◆ **Exercise directions**
What is the number of lines in the data that contain "appears"? Nothing besides that number, please.

◆ **Given records**
----------------------------------------
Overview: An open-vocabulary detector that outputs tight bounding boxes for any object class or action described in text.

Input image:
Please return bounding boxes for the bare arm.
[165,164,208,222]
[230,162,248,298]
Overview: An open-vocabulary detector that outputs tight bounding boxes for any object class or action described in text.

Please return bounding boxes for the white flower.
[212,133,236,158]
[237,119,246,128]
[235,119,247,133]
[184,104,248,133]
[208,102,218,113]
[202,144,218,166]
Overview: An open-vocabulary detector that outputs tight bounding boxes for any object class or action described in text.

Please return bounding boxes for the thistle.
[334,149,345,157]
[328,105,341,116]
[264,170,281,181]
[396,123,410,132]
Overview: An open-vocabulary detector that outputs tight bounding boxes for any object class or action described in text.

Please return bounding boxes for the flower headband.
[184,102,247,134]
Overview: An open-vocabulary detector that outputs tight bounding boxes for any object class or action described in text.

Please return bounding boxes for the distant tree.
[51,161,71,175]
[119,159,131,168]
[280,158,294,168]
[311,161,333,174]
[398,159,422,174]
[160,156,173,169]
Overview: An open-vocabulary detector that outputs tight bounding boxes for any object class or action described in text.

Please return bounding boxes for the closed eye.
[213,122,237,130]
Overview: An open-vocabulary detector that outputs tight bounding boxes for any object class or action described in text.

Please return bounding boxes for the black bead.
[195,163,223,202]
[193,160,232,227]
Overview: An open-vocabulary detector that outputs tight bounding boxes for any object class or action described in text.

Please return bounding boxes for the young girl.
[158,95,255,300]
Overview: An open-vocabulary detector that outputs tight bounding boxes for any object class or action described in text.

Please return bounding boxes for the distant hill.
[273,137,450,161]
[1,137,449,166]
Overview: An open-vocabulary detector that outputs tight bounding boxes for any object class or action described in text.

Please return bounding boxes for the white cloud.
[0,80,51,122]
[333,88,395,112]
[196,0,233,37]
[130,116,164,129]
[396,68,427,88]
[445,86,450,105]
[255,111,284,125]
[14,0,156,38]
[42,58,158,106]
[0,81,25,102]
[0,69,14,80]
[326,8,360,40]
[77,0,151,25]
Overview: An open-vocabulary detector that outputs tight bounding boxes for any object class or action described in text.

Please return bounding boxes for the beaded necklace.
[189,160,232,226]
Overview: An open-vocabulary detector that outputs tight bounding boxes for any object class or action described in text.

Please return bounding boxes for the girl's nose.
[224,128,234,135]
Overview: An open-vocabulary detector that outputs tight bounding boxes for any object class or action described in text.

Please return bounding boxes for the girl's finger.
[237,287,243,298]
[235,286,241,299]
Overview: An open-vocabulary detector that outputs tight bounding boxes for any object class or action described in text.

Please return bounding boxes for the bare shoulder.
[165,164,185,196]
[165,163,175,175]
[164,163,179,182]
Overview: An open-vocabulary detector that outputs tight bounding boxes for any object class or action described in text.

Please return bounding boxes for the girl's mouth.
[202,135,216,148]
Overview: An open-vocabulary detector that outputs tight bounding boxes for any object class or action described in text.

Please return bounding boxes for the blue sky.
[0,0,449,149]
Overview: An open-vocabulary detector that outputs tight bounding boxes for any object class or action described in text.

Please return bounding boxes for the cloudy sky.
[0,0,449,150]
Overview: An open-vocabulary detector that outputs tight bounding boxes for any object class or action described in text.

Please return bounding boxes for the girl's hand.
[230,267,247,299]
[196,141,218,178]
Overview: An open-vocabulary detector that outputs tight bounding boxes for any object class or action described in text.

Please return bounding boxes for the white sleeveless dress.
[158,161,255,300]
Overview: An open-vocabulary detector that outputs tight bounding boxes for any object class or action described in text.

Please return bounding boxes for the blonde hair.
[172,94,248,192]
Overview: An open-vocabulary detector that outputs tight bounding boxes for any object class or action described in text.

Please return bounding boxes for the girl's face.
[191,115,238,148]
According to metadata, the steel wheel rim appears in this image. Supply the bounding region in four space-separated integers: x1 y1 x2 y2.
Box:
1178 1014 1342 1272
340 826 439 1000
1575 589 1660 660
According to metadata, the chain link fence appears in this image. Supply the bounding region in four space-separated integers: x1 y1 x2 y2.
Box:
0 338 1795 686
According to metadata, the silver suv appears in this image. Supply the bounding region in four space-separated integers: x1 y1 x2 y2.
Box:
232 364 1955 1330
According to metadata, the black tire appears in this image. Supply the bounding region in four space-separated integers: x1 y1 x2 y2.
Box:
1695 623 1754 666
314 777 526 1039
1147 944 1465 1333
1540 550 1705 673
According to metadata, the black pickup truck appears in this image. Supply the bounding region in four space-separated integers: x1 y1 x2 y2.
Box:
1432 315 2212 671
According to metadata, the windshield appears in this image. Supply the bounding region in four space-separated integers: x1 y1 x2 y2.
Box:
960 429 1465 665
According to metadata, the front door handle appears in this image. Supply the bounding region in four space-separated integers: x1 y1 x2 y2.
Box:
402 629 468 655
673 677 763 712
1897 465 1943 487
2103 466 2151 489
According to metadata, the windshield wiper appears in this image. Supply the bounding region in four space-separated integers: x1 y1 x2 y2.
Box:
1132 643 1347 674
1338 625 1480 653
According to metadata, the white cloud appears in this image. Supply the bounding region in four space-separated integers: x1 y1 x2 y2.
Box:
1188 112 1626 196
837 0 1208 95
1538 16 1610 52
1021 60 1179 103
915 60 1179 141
----------------------------------------
◆ **Reply to the exercise**
9